SUPPLIED RECORDS:
☆ ☆ ☆
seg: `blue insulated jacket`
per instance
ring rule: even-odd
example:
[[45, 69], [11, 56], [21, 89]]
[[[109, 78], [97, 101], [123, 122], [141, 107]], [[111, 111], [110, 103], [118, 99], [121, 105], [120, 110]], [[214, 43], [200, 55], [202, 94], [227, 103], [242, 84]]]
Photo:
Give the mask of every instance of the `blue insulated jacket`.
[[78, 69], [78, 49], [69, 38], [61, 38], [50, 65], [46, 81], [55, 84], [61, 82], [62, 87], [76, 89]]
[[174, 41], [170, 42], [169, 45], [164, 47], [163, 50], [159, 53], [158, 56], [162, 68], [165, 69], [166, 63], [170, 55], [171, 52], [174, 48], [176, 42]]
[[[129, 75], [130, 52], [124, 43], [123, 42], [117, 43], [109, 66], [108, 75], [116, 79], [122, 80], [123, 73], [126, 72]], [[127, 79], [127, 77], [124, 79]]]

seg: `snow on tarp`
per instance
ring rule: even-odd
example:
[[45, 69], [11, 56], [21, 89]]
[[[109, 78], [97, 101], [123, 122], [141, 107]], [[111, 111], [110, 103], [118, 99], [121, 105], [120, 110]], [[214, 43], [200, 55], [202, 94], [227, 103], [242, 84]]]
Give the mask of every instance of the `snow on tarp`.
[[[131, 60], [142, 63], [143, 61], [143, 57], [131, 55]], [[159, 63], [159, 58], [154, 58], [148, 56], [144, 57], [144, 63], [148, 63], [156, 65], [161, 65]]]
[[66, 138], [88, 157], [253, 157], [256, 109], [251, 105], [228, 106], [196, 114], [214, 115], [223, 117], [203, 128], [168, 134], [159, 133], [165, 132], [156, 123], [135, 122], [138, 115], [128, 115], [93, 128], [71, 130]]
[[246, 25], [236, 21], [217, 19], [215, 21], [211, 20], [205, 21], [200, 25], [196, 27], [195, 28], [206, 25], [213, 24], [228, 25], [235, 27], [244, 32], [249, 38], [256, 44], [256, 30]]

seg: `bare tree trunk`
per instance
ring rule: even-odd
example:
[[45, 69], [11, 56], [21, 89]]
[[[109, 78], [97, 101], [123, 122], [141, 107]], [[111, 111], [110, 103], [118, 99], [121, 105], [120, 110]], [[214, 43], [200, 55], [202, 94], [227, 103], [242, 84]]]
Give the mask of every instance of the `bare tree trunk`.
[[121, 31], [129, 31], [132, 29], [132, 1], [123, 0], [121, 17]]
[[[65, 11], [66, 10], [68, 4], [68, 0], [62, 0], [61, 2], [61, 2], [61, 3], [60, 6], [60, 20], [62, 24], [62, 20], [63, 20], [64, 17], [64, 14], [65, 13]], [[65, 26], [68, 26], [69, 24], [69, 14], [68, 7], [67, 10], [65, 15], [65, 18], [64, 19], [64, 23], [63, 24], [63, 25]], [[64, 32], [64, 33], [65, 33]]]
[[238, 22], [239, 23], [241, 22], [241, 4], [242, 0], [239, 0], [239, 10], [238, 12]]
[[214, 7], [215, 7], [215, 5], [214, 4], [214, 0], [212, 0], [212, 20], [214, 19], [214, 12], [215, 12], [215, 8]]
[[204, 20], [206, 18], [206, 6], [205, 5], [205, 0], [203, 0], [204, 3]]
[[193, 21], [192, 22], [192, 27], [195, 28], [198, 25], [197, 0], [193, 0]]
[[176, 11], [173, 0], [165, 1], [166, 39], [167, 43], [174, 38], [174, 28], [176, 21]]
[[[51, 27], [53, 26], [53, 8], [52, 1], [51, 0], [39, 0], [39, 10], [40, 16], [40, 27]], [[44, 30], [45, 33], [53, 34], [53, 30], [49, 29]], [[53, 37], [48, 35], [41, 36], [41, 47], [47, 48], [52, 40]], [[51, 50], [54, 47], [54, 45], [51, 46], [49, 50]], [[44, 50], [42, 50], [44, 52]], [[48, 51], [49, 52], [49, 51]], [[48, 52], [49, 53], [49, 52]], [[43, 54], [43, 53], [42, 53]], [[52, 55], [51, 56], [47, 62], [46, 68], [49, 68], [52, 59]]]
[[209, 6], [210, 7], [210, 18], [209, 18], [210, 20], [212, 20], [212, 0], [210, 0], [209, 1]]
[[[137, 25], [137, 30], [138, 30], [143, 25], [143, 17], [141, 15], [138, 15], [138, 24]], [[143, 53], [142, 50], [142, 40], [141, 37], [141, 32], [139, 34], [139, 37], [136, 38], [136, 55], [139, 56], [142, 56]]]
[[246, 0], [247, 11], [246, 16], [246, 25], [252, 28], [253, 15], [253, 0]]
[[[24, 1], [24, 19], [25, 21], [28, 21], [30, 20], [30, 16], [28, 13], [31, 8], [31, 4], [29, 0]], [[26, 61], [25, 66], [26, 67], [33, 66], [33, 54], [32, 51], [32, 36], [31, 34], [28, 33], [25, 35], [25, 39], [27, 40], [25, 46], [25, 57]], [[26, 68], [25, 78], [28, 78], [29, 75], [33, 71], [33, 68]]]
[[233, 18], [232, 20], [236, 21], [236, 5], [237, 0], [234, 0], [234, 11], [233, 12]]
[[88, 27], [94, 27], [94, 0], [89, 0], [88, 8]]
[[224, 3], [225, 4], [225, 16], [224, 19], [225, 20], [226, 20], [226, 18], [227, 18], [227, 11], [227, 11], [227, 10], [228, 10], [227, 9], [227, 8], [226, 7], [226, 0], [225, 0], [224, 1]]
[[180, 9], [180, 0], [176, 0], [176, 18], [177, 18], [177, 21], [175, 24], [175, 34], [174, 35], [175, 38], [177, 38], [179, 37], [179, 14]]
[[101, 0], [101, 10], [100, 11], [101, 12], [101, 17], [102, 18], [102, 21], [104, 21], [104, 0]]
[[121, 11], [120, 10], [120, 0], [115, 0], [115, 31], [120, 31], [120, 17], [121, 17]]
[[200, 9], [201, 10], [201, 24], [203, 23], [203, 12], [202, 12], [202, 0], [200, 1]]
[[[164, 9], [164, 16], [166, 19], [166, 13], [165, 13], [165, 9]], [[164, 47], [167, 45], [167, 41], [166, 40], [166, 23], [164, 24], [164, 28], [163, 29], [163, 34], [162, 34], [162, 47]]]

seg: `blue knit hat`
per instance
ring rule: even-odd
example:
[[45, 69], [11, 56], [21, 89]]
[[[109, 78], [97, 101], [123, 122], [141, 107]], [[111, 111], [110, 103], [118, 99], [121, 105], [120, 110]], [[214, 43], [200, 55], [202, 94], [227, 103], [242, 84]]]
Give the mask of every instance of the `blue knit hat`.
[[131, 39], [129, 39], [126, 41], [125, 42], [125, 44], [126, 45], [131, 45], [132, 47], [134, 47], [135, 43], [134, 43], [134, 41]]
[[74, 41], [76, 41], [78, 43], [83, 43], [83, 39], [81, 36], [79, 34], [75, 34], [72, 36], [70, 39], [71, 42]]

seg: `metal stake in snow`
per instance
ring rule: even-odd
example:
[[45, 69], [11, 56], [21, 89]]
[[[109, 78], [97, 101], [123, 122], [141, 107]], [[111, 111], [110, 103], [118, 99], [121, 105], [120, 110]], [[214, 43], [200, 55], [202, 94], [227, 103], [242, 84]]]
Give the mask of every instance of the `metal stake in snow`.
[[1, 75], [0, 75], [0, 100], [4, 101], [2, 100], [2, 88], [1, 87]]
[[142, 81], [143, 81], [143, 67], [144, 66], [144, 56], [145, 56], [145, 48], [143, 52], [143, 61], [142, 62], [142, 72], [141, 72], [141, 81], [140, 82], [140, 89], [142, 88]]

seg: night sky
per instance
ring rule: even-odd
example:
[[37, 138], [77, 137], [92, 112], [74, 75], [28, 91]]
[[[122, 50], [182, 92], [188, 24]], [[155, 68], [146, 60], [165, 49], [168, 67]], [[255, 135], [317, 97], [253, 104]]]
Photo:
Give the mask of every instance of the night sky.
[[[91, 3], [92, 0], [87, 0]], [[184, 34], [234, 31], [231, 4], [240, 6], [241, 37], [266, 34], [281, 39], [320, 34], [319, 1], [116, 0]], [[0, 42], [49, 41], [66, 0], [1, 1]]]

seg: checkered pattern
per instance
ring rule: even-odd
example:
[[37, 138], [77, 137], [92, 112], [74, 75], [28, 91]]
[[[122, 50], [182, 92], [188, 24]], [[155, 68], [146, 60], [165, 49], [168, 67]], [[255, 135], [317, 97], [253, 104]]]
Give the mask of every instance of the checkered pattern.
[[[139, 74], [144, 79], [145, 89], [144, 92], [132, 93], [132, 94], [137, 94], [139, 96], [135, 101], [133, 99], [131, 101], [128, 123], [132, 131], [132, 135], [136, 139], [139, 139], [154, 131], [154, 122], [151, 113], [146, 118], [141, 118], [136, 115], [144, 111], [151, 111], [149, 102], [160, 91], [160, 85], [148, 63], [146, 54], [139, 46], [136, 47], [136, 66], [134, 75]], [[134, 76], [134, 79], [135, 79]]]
☆ ☆ ☆
Reproduce the lines verbatim, starting with the first line of the items and going on through the line that contains "87], [76, 89]]".

seg: `blue insulated jacket`
per instance
ring rule: even-odd
example:
[[45, 69], [11, 56], [21, 89]]
[[[109, 78], [97, 101], [123, 122], [141, 107]], [[111, 111], [110, 103], [118, 99], [121, 105], [120, 110]], [[214, 43], [200, 55], [202, 94], [227, 103], [242, 84]]]
Photo:
Give the mask of every instance of the `blue insulated jacket`.
[[78, 69], [78, 49], [69, 38], [61, 38], [50, 65], [46, 81], [55, 84], [61, 82], [62, 87], [76, 89]]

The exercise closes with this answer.